◆ TEXT EXTRACT
-------------------------
Another post from March 15th:

 

 

 

In terms of scent, Demeter’s Pina Colada is working for me right now.

 

 

 

Funny how perfume could work its way in there…anything simplistic, charming, stupid, was quite good at this time in the days of the aftermath…banal TV drama box sets, sweet scents, just things to relieve your mind and nerves.

 

 

 

 

 

The same day:

 

The poor people! I am sorry: I have been selfishly cocooning myself in pop irony and all, but I think me and the D are just in deep shock, like most others. It is only starting to dawn on me how much people are suffering around the country. We actually realized it was real only this Sunday morning.
-------------------------
◆ WHAT IS NEEDED
Write what comes next in the March 15th post, picking up after its final sentence.
-------------------------
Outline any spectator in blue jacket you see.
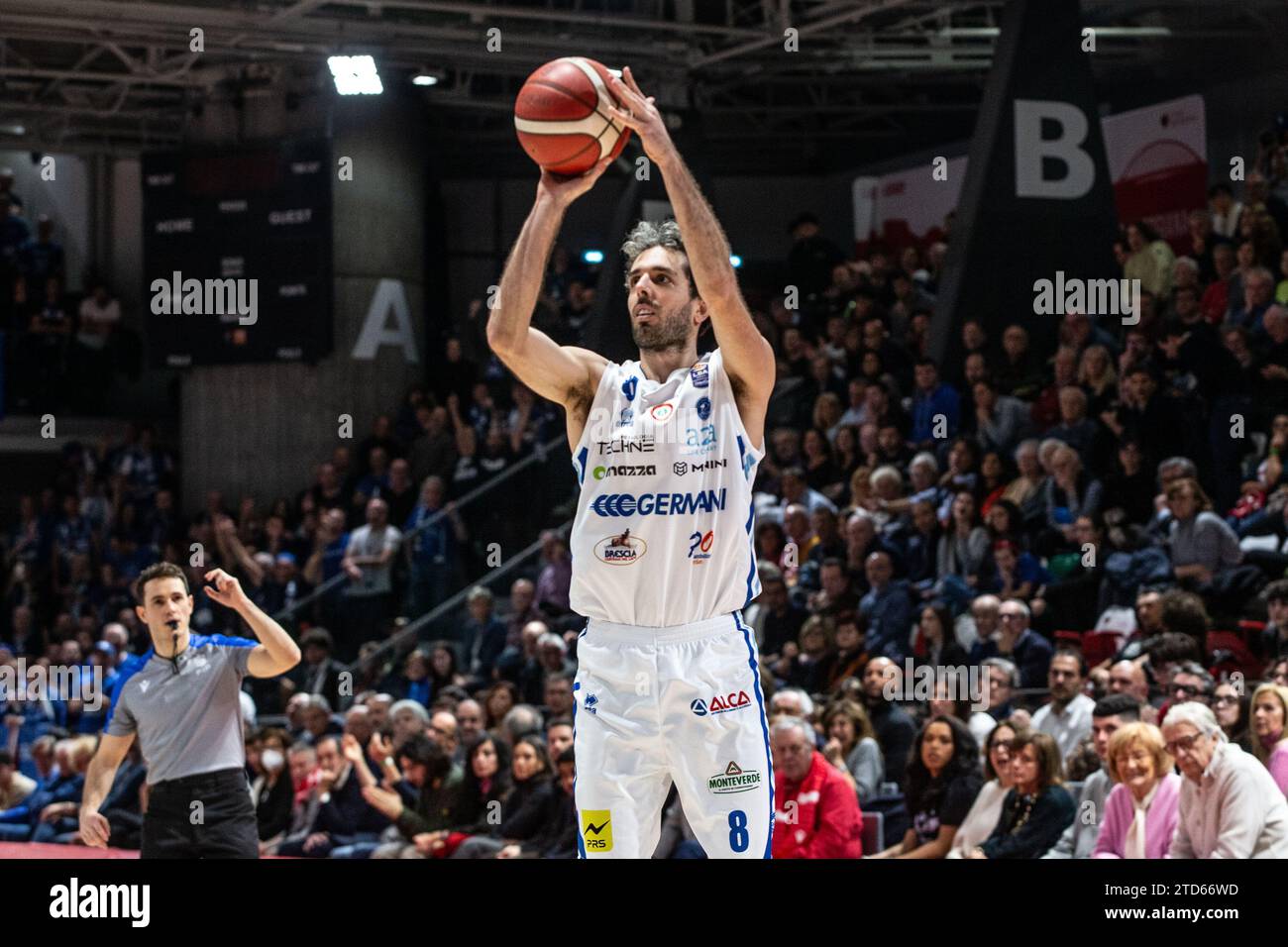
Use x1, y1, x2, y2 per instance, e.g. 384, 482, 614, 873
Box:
859, 553, 912, 661
910, 359, 962, 447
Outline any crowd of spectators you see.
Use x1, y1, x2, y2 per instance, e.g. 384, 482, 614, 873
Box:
0, 167, 141, 414
0, 120, 1288, 858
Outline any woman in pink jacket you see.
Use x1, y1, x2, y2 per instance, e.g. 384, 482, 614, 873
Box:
1091, 723, 1181, 858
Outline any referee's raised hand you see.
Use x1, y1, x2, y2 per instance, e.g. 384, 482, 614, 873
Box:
205, 570, 246, 608
80, 809, 112, 848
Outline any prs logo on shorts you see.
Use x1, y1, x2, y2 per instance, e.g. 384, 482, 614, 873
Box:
690, 690, 751, 716
581, 809, 613, 852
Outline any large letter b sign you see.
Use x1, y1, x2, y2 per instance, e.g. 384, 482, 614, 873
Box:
1015, 99, 1096, 201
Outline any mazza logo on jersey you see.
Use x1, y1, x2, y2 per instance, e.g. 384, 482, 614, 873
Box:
590, 487, 726, 517
690, 690, 751, 716
590, 464, 657, 480
690, 530, 716, 566
595, 530, 648, 566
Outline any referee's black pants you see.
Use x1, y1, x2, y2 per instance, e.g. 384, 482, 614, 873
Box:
139, 768, 259, 858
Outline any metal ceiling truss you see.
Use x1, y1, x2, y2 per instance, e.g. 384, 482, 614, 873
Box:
0, 0, 1284, 172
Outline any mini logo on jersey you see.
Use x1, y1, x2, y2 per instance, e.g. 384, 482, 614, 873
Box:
690, 530, 716, 566
595, 530, 648, 566
671, 458, 729, 476
707, 760, 760, 796
690, 690, 751, 716
590, 464, 657, 480
648, 401, 675, 424
680, 424, 717, 456
581, 809, 613, 852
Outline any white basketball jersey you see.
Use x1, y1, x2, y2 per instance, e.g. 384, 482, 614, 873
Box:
570, 348, 764, 627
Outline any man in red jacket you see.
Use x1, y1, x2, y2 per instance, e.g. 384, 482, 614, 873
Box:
770, 716, 863, 858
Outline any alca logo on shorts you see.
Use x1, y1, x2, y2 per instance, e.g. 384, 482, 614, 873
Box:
707, 760, 760, 796
690, 530, 716, 566
690, 690, 751, 716
595, 530, 648, 566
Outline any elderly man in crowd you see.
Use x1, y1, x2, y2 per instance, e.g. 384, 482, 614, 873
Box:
769, 716, 863, 858
1163, 701, 1288, 858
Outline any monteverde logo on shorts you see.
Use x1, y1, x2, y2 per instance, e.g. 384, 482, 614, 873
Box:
595, 530, 648, 566
581, 809, 613, 852
707, 760, 760, 796
690, 690, 751, 716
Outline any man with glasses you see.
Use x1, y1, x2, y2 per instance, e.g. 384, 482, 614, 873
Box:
1163, 701, 1288, 858
970, 601, 1051, 689
1033, 647, 1096, 760
1167, 661, 1216, 706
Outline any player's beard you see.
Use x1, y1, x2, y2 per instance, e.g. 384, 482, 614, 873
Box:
631, 299, 693, 352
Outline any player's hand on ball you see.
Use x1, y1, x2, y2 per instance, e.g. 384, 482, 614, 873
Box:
608, 65, 675, 162
80, 811, 112, 848
206, 570, 246, 608
537, 155, 613, 207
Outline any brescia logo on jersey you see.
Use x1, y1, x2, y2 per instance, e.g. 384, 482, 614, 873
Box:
590, 487, 726, 517
690, 690, 751, 716
595, 530, 648, 566
648, 401, 675, 424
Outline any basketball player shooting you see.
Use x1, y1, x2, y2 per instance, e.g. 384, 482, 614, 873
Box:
488, 62, 774, 858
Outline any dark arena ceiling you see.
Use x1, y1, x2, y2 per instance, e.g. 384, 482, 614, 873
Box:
0, 0, 1288, 176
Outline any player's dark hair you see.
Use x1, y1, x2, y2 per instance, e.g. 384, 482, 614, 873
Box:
622, 219, 700, 299
133, 562, 192, 604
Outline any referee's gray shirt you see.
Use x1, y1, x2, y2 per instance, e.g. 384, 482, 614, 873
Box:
107, 634, 258, 786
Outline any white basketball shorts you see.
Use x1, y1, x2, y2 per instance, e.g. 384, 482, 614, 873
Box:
574, 612, 774, 858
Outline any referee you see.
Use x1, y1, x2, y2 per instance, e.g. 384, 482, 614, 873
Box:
80, 562, 300, 858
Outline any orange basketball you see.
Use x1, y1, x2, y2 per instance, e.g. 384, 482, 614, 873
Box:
514, 55, 631, 175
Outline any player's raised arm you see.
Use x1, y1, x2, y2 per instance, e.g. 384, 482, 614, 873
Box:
609, 65, 776, 404
486, 158, 610, 404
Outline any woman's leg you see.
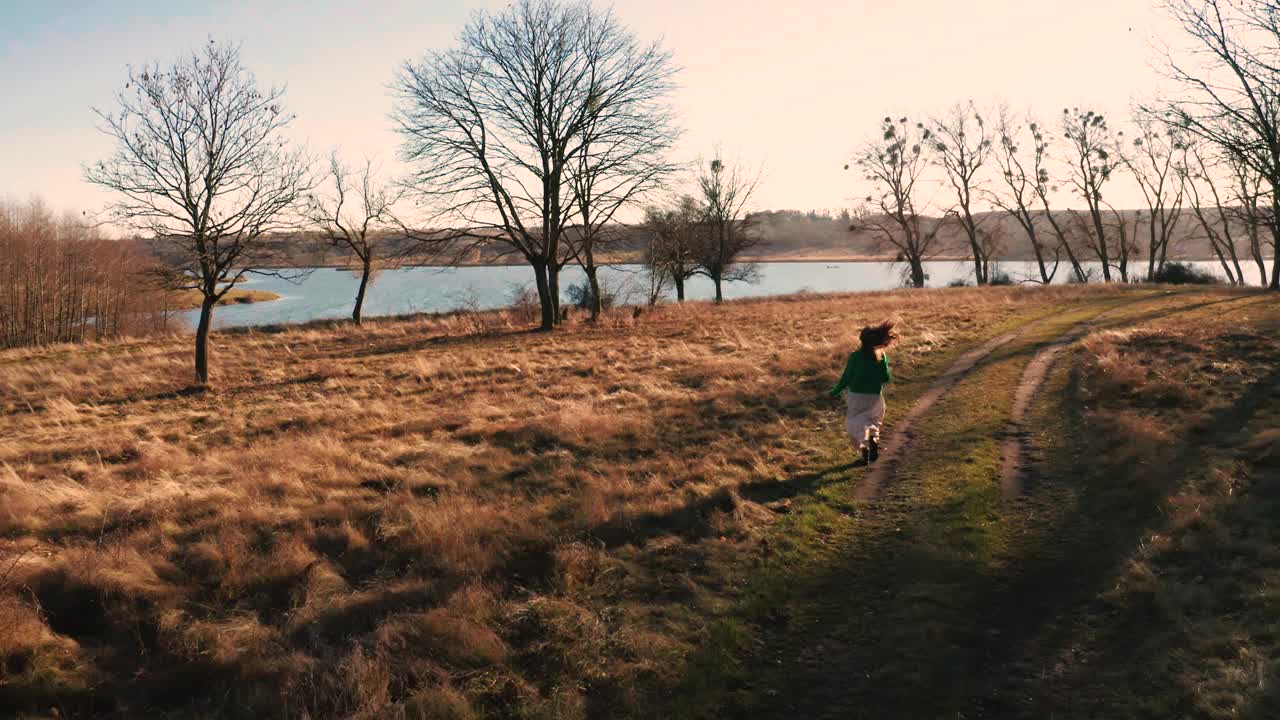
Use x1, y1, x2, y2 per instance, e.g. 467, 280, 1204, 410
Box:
845, 392, 874, 448
867, 395, 884, 442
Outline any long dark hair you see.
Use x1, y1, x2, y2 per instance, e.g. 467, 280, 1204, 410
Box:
858, 320, 897, 360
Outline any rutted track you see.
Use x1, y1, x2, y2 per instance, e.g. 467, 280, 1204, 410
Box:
854, 315, 1053, 501
1000, 302, 1120, 497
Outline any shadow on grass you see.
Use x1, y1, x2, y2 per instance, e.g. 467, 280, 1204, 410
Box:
690, 297, 1280, 719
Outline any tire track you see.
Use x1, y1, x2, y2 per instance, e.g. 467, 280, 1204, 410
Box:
1000, 292, 1264, 498
1000, 307, 1120, 497
854, 315, 1056, 501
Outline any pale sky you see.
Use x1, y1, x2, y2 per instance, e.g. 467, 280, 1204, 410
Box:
0, 0, 1178, 219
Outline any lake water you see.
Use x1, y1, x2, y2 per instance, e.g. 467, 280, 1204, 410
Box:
187, 261, 1257, 327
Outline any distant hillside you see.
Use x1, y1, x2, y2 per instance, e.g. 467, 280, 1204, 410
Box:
140, 210, 1243, 266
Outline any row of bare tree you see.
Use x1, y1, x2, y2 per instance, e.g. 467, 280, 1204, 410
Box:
74, 0, 1280, 384
854, 102, 1275, 287
0, 201, 168, 347
854, 0, 1280, 288
86, 0, 701, 384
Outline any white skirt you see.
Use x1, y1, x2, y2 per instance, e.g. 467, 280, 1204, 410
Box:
845, 392, 884, 447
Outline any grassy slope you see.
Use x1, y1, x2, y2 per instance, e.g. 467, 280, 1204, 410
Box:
0, 283, 1276, 717
0, 283, 1110, 717
689, 286, 1280, 717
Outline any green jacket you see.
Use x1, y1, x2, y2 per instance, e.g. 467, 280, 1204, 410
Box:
831, 350, 893, 397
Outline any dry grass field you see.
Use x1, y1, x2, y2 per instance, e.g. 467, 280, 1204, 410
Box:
0, 287, 1275, 719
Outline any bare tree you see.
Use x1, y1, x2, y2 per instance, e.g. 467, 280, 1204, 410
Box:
1062, 108, 1116, 282
852, 118, 942, 287
1028, 116, 1089, 283
694, 150, 760, 302
566, 68, 680, 322
1225, 152, 1275, 287
644, 242, 684, 307
84, 41, 310, 386
1178, 138, 1239, 284
1115, 113, 1187, 275
988, 111, 1061, 284
929, 100, 993, 286
644, 195, 704, 302
1103, 202, 1149, 283
393, 0, 676, 329
306, 151, 399, 325
1166, 0, 1280, 290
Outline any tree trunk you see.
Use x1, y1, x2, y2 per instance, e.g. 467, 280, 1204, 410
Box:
196, 295, 214, 387
351, 260, 372, 325
910, 258, 924, 287
964, 225, 988, 286
534, 264, 556, 331
1032, 236, 1057, 284
1208, 238, 1239, 284
1089, 204, 1111, 282
584, 260, 604, 323
1249, 228, 1280, 287
547, 260, 561, 325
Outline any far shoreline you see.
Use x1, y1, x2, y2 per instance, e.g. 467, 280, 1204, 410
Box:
262, 255, 1249, 273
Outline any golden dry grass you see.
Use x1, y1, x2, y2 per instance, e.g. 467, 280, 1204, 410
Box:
0, 287, 1124, 717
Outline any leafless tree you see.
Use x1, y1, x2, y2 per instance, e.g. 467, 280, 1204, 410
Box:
84, 41, 310, 386
694, 150, 760, 302
566, 72, 680, 322
0, 199, 170, 347
1103, 202, 1151, 283
1165, 0, 1280, 290
644, 243, 682, 307
852, 118, 942, 287
644, 195, 705, 302
393, 0, 676, 329
1178, 138, 1244, 284
1115, 113, 1187, 282
987, 110, 1062, 284
306, 151, 401, 325
1062, 108, 1116, 282
1028, 120, 1089, 283
1225, 152, 1275, 287
929, 100, 993, 286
-------------------------
◆ OUTPUT BELOW
When the earthquake happened, and I was evacuated from the building I was in, I had to walk home, alone, for three and half hours, along the river, just following people as I wasn’t sure what direction we were supposed to be going in. Looking back I think I was in a trance, as I remember stopping to take pictures of plum blossoms and noticing how beautiful the sky looked. And standing next to the railway lines, seeing old ladies being lifted down on emergency ladders from the carriages, but watching from below, these people huge and cinematic, the sun glinting through the pine trees as they walked slowly and warily along the tracks. By the time I got from Fujisawa to Ofuna I saw that there was a blackout there, and that there were no traffic lights; cars making sense of it all but in danger like some 80’s horror movie. I kept walking, and up the hill where I live which is always dark but which was now almost completely pitch black except for some very faint emergency earthquake lighting, and some Japanese voices droning through speakers placed somewhere that intoned advice on what to do next. I still hadn’t heard from Duncan, but for some reason, which I am ashamed to admit now, all I could think about was Hitchcock. I HAD to see The Birds.

 

 

 

 

 

 

My first reaction when it happened was to come home and watch The Birds.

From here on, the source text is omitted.